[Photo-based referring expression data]
┄┄┄┄┄┄

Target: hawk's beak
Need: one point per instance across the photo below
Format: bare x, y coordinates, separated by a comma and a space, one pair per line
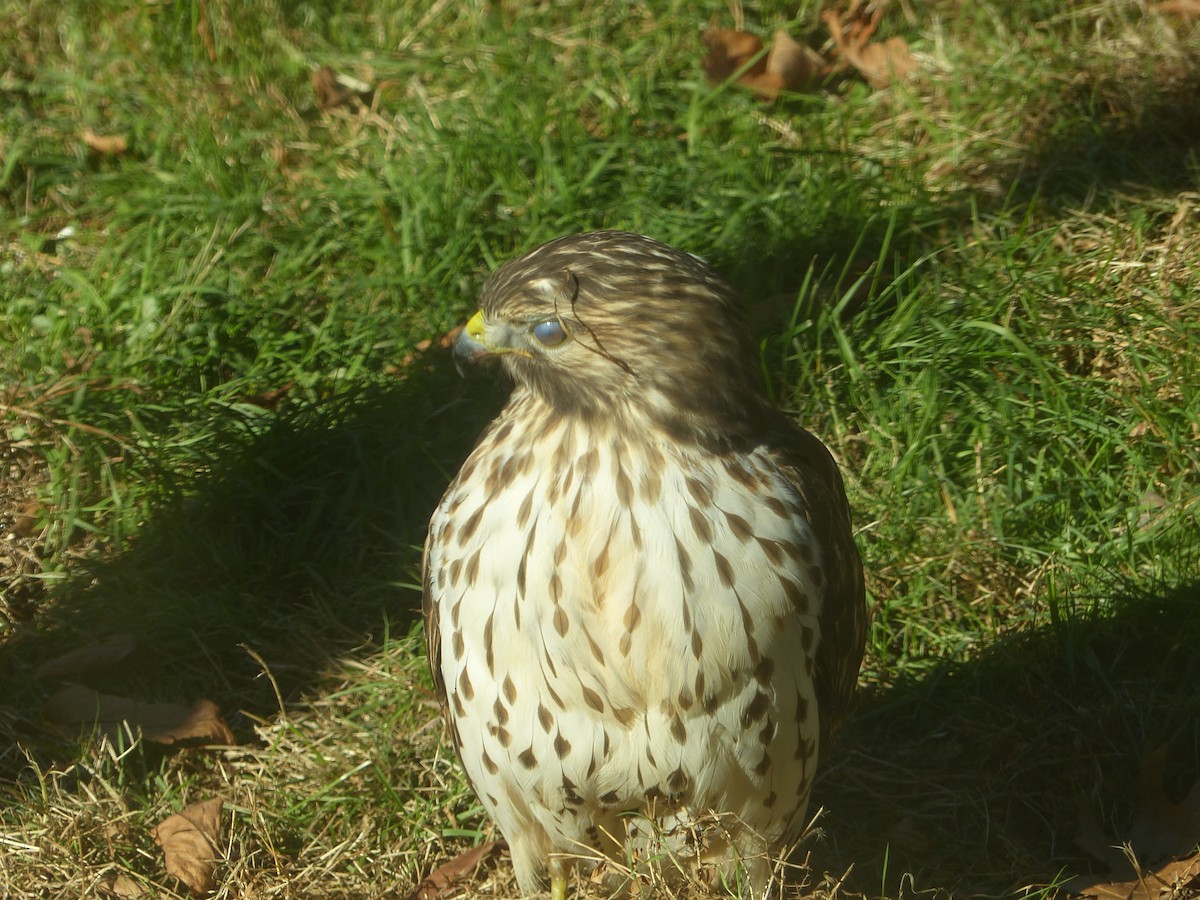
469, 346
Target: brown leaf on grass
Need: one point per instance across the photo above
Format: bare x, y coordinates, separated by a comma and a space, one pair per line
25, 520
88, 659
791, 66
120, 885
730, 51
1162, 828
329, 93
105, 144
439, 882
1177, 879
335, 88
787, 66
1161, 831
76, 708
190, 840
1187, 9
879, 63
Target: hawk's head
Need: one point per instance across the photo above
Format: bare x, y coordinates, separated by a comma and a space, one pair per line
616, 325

┄┄┄┄┄┄

- INSTRUCTIONS TO FOLLOW
Your task is to return the entries above exactly, with no pictures.

- ANSWER BOX
Target: hawk's beak
Need: one point per instance across the photo below
Format: bare x, y coordinates, separated by a comma and a space, one pair per line
469, 346
Target: brown leaf on grass
Need: one point per instance across the photo above
Format: bare x, y coordinates, separated by a comma and a space, one pair per line
25, 520
88, 659
791, 66
120, 885
730, 51
1162, 828
329, 93
105, 144
439, 882
1177, 879
335, 88
787, 66
1161, 831
76, 708
190, 840
1187, 9
879, 63
Target: hawk's head
Need: one point per instance across the photo above
Format: bare x, y coordinates, separated by a comma and a space, one pair per line
616, 325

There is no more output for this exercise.